* _Excerto da fonte_
==================================================

Com efeito, e pelas sobreditas razões, não adicionou factos novos susceptíveis de preencherem elementos típicos dos crimes imputados ao arguido, e também não alterou a qualificação jurídica constante da acusação, para crime diverso mais grave, ou para modalidade agravada do mesmo crime.
Em suma, não se verificam as apontadas inconstitucionalidades.
5. Alega o arguido – conclusões XXXIII, XXXV a XXXVII e XLIV a XLVI – que a medida de segurança imposta é manifestamente excessiva, sobretudo no que respeita à sua duração máxima, contrariando o art. 40º, nº 1 do C. Penal, sendo certo que, estando em causa crime tentado, haveria que considerar-se a atenuação especial aplicável à pena respectiva, o que não sucedeu, que em caso algum a pena pode ultrapassar a medida da culpa, que não discute a declaração de inimputabilidade nem a necessidade da medida que aceita, que na data dos factos estava sob um surto psicótico, num estado de perseguição e paranoia, não tendo actuado com especial perversidade ou censurabilidade pelo que, a medida de segurança, atento o disposto nos arts. 91º, nº 2 e 92º, nº 2 do C. Penal, deverá manter a duração mínima de 3 anos, não devendo exceder 10 anos.
Vejamos.
Começamos por dizer que a questão suscitada nada tem a ver com a medida da culpa do arguido, posto que este foi declarado inimputável e, muito menos, com uma actuação sem especial censurabilidade ou perversidade.
Não vem questionado no recurso a aplicação da medida de segurança de internamento, nem a sua efectividade, mas antes, a fixação do seu limite máximo. E neste aspecto, adiantamos que assiste razão ao arguido.
Dispõe o nº 2 do art. 91º do C. Penal que, [q]uando o facto praticado pelo inimputável corresponder a crime contra as pessoas ou a crime de perigo comum puníveis com pena de prisão superior a 5 anos, o internamento tem a duração mínima de 3 anos, salvo se a libertação se revelar compatível com a defesa da ordem jurídica e da paz social.
Por seu turno, dispõe o nº 2 do art. 92º do C. Penal que, [o] internamento não pode exceder o limite máximo da pena correspondente ao tipo do crime cometido pelo inimputável.
Já sabemos que os factos praticados pelo arguido correspondem a uma pluralidade de crimes, havendo para este efeito, que considerar o crime com moldura penal abstracta mais elevada, no caso, o crime de homicídio na forma tentada, agravado, p. e p. pelos arts. 22º, 23º, 73º, 131º do C. Penal e 86º, nº 3 da Lei nº 5/2006, de 23 de Fevereiro.
Assim, o limite máximo da pena correspondente ao crime em referência é o de 14 anos, 2 meses e 20 dias [limite máximo da pena do crime de homicídio – 16 anos –, agravado de um terço pelo uso de arma – 21 anos e 4 meses –, atenuação especial pela tentativa – 14 anos, 2 meses e 20 dias].

==================================================

* _Registos extraídos_
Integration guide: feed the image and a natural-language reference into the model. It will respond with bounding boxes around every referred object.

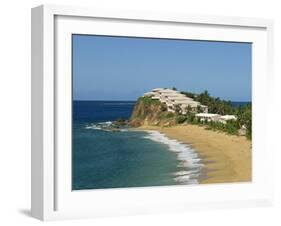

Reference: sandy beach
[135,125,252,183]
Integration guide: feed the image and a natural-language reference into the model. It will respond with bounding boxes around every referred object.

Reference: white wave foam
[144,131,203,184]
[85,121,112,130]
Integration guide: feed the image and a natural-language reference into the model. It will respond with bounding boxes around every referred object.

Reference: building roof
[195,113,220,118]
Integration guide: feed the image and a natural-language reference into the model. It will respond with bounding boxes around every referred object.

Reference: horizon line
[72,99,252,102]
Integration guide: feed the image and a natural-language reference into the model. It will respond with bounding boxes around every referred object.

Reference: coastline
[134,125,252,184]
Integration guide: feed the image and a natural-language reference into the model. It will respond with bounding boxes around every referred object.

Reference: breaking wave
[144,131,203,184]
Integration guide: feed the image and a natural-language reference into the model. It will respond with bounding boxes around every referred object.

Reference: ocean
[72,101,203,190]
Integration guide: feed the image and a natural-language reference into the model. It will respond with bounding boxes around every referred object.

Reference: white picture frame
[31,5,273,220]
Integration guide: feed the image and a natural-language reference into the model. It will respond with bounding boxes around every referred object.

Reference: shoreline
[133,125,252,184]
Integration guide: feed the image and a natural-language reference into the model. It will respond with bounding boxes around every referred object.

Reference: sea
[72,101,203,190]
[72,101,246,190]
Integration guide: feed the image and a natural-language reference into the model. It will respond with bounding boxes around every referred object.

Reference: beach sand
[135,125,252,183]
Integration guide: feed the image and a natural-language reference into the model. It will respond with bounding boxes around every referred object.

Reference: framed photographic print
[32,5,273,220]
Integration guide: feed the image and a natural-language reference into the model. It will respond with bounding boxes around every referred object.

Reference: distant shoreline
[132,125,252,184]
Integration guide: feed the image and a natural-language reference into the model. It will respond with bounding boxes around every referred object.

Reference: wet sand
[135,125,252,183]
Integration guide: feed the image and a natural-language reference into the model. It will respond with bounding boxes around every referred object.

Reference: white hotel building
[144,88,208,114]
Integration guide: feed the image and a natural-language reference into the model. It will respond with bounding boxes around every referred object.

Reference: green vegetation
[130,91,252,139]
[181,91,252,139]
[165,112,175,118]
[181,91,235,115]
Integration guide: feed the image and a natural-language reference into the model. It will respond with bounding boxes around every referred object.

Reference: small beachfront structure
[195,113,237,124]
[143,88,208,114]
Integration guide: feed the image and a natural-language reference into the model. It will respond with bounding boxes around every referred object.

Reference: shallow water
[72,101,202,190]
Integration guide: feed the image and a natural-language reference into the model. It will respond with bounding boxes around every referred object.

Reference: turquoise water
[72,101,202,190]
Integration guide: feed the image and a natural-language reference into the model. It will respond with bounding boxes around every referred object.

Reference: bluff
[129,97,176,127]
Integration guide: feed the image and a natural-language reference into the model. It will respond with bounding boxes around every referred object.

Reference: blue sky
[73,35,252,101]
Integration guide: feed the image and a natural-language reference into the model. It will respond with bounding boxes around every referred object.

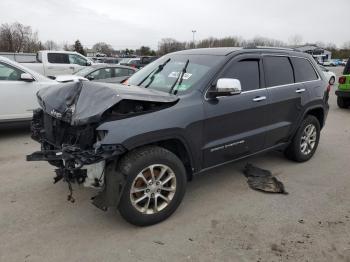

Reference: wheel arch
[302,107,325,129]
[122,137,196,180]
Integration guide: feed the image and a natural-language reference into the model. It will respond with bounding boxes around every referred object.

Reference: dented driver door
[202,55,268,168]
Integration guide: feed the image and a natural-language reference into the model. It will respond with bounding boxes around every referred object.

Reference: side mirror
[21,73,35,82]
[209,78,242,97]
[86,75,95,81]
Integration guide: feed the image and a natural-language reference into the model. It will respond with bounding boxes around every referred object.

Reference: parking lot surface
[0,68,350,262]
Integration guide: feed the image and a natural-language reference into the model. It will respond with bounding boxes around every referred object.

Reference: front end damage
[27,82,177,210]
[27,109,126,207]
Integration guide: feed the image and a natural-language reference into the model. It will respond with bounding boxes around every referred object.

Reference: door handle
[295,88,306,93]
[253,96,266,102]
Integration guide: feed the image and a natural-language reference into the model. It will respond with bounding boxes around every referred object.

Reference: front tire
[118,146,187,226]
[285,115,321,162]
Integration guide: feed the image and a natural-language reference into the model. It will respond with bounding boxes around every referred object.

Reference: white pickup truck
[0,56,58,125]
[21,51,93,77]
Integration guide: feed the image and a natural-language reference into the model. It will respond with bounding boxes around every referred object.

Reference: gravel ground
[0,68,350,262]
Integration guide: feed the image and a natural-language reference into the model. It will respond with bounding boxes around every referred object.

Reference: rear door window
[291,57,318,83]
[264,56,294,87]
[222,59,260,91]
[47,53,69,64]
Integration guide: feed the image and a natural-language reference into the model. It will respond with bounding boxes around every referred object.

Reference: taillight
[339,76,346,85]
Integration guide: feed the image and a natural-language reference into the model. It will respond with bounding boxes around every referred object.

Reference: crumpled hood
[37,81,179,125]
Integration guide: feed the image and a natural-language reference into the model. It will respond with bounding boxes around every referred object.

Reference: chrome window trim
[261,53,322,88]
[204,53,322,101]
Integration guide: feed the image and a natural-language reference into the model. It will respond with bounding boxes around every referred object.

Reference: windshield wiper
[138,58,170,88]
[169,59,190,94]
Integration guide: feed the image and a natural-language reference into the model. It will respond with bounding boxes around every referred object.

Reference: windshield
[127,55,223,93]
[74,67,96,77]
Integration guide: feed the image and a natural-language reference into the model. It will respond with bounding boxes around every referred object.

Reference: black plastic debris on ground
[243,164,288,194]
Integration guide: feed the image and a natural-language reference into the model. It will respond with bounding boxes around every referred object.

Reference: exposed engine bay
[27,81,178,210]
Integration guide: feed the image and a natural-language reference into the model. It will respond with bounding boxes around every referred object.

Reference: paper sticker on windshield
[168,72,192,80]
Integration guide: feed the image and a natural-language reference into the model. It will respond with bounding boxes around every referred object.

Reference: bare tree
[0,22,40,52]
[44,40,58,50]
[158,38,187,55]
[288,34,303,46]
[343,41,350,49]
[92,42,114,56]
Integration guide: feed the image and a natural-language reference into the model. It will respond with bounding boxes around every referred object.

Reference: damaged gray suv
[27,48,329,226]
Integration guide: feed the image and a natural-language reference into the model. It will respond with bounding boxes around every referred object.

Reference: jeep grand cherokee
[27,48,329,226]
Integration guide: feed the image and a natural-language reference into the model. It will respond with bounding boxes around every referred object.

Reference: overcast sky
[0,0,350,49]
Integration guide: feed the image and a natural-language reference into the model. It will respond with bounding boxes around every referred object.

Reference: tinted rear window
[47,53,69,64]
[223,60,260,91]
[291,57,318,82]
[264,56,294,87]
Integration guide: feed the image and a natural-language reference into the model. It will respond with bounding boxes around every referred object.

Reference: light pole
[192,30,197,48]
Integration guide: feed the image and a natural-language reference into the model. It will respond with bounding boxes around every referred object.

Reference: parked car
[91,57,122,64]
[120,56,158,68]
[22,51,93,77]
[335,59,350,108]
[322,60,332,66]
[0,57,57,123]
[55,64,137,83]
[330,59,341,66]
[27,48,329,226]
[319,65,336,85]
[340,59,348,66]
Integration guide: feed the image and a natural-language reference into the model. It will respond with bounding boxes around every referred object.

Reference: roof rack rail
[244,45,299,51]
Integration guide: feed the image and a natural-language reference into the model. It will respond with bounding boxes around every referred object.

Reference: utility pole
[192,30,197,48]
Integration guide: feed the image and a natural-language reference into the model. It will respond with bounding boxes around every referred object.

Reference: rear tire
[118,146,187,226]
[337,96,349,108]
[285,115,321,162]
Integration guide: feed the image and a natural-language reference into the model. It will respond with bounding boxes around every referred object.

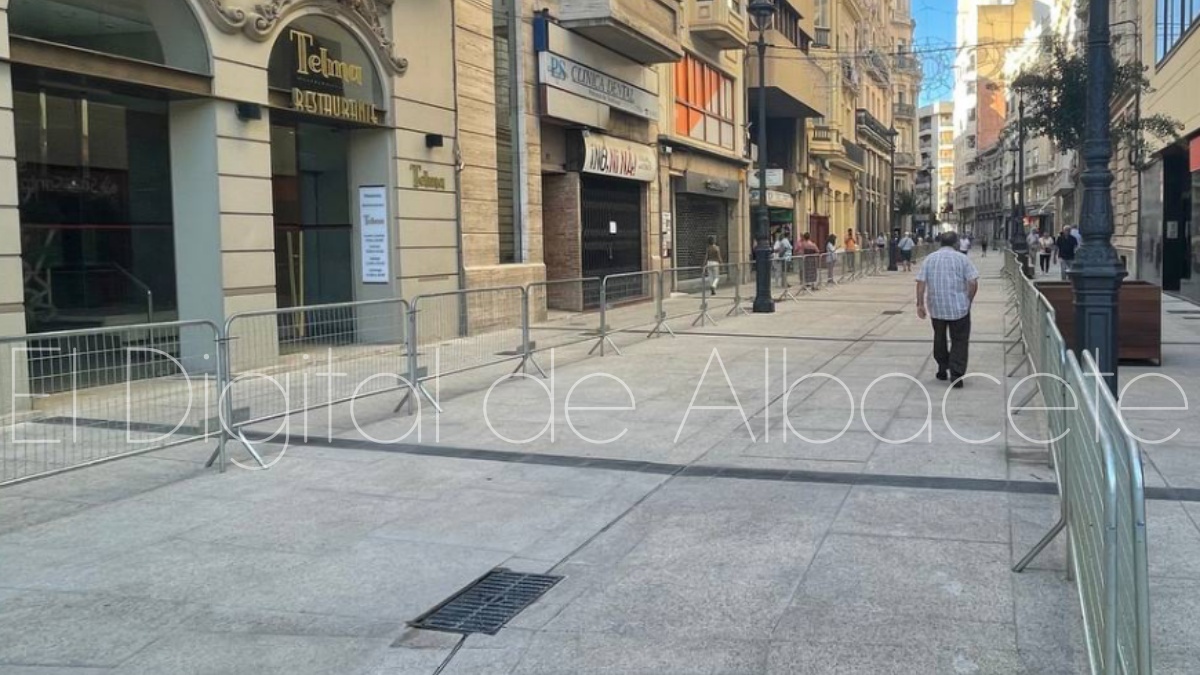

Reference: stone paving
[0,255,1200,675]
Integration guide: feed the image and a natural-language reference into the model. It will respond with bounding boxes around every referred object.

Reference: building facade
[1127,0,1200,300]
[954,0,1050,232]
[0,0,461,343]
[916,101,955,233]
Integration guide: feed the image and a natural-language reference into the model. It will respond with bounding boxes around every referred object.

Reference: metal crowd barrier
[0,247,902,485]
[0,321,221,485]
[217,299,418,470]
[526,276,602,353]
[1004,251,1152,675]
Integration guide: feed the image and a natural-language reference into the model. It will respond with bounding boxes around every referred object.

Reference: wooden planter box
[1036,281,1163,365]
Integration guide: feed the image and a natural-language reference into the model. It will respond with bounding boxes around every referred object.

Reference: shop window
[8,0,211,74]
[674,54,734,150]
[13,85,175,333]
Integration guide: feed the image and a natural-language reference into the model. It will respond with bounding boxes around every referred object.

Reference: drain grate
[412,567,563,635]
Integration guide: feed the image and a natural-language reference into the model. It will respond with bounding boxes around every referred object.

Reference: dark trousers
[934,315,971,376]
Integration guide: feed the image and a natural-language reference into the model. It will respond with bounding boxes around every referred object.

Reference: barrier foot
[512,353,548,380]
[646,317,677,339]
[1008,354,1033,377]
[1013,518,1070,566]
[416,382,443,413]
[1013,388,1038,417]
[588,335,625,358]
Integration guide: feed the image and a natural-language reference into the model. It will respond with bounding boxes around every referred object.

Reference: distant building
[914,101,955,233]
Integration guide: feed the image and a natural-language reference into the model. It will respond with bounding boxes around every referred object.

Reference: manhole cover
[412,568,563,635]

==================================================

* _Instruções a seguir_
Transcreva, por favor, do excerto da fonte o trecho que vai de "Por seu turno, dispõe" até "23 de Fevereiro.".

* _Resultado da tarefa_
Por seu turno, dispõe o nº 2 do art. 92º do C. Penal que, [o] internamento não pode exceder o limite máximo da pena correspondente ao tipo do crime cometido pelo inimputável.
Já sabemos que os factos praticados pelo arguido correspondem a uma pluralidade de crimes, havendo para este efeito, que considerar o crime com moldura penal abstracta mais elevada, no caso, o crime de homicídio na forma tentada, agravado, p. e p. pelos arts. 22º, 23º, 73º, 131º do C. Penal e 86º, nº 3 da Lei nº 5/2006, de 23 de Fevereiro.